Will you give the material below again, every line exactly as it is?

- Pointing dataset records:
※ ※ ※

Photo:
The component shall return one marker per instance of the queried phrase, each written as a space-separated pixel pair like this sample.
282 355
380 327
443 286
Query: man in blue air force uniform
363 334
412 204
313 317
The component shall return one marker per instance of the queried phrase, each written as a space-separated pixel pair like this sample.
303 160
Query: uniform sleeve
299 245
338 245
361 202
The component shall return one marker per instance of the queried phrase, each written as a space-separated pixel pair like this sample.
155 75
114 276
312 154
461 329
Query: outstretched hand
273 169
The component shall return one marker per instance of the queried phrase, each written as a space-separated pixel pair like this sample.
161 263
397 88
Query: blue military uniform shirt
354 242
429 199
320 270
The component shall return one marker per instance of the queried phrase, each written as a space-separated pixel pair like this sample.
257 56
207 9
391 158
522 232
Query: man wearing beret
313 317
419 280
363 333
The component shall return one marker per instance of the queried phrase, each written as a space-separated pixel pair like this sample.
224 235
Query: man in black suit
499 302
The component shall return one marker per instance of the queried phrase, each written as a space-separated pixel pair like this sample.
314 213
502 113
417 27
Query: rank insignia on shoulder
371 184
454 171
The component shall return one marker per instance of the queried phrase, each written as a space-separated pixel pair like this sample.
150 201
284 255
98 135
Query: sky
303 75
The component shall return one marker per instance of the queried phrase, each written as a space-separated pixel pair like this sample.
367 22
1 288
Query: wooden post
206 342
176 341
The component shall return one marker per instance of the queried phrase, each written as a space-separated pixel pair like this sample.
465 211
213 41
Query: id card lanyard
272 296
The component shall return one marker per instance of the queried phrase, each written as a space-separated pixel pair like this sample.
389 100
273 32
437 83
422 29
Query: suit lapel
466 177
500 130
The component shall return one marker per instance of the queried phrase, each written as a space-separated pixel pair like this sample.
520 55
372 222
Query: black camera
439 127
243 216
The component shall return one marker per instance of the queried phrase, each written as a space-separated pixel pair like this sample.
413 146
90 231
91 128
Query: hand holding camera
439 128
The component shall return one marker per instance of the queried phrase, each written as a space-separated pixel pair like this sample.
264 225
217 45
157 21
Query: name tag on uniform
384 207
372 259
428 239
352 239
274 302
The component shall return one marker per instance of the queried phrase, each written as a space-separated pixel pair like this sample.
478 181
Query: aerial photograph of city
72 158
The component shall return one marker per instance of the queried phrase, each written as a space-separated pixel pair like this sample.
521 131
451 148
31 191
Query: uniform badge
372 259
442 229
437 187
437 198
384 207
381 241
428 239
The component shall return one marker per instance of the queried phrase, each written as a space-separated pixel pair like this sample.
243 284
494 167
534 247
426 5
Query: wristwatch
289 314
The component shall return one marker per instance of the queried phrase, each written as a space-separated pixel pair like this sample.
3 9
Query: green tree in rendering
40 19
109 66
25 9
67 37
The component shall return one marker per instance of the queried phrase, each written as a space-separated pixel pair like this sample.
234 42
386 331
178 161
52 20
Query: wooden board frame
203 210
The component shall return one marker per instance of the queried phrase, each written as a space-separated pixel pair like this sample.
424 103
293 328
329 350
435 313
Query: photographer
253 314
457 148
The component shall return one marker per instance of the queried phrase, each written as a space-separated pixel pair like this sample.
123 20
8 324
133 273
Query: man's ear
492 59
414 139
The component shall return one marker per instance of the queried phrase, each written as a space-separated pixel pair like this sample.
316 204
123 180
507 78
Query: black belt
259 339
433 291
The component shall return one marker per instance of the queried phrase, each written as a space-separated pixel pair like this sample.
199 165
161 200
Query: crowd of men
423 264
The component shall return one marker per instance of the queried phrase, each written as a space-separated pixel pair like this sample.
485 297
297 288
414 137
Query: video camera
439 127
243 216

※ ※ ※

- RESULT OF THIS TASK:
Photo:
The component shall return one marker per instance of the queried phrase, each written as a space-separated pixel pair like this sample.
282 355
380 327
443 286
Query: man in blue air force uniform
363 334
412 204
313 317
The component shall return one marker per instance of the queried phrase, each written as a space-separated pixel pair like this sample.
303 160
Query: uniform sleeve
299 245
338 245
361 202
The component shall return one marker per instance of the queried phrase, each written as a space-separated pixel pair like this sample.
155 75
114 276
312 154
461 329
Query: outstretched hand
273 169
The component shall return one marker per instance of the queried phrase, each written as a space-separated pixel pair like this sample.
161 263
397 88
Query: blue military uniform shirt
354 242
429 199
320 270
The component shall return one marker per instance of the queried phrase, each written as a space-separated pixel pair like this sample.
257 56
207 9
391 158
522 232
Query: man wearing beret
313 317
419 280
363 333
The component shall return one marker per instance of the queried phrase, each written as a space-separated pixel pair like this sample.
224 235
Query: man in black suit
499 302
The component shall return one marker per instance of the queried phrase, each written as a space-separated pixel pair like this sample.
314 213
502 113
417 27
Query: rank insignia on shoulder
371 184
454 171
The component shall return one marker per instance of the queried phrase, each written as a space-separated pixel pair like this sample.
150 201
284 255
98 135
Query: sky
303 75
The component shall return one marker per instance of the queried phrase, each written as a space-separated pixel pair like this sample.
367 22
1 288
Query: wooden post
206 342
176 341
The component shall return one marker per instance of the queried phrase, each written as a space-separated pixel pair like this sample.
465 211
213 41
Query: id card lanyard
272 296
The component shall return one marker per instance of the queried phrase, each written as a space-separated pixel pair like this sample.
389 100
273 32
437 83
422 29
Query: suit lapel
466 177
500 130
The component shall return one marker per instance of the queried phrase, each written as a space-separated pixel pair like this sample.
520 55
372 222
Query: black camera
439 127
243 216
The component shall return one marker per instance of the queried phrase, each written as a space-separated pixel pair like this sample.
413 146
90 231
91 128
Query: hand holding camera
439 128
The component shall return one marker per instance of the queried phrase, each written as a space-separated pixel pair like this sample.
264 225
217 45
157 21
Query: name tag on uniform
384 207
372 259
428 239
352 239
274 302
The component shall return one marker per instance of the queried phrase, each written as a space-separated pixel pair like this sample.
478 181
Query: aerial photograph of city
72 158
The component shall return one marker per instance of the queried phrase, each written as a space-separated pixel pair like this sample.
521 131
451 148
31 191
Query: uniform badge
372 259
442 229
437 187
437 198
384 207
381 241
428 239
The component shall return one marker per instance of the queried phrase, each written as a space-separated pixel pair like this sample.
243 284
494 167
534 247
426 5
Query: wristwatch
289 314
The component shall return one marker per instance of the queried phrase, each written as a space-separated pixel pair like this sample.
3 9
Query: green tree in rendering
40 19
109 66
25 9
67 37
The component shall return one marker per instance of the queried phrase, each written as a space-separated pixel pair like this sample.
234 42
386 331
178 161
52 20
Query: wooden board frame
203 210
The component shall return one marker per instance of the queried phrase, each written as a space-separated pixel pair like this sample.
424 103
293 328
329 350
435 313
Query: photographer
253 314
457 148
The component shall return one marker per instance of the queried phrase, each written as a space-separated pixel pair like this sample.
123 20
8 324
133 273
Query: man's ear
492 59
414 139
The component shall return one marker per instance of the queried phrase, each written as a space-separated pixel pair like this sample.
316 204
123 180
507 78
Query: black belt
259 339
433 291
The component shall return one marker per instance of the queried phrase, each written as a space-separated pixel pair like this sample.
199 165
161 200
Query: crowd of men
423 264
The component shall return one marker per instance of the queried phrase, each written as a space-separated pixel pair like this sample.
485 297
297 288
414 137
Query: video camera
439 127
243 216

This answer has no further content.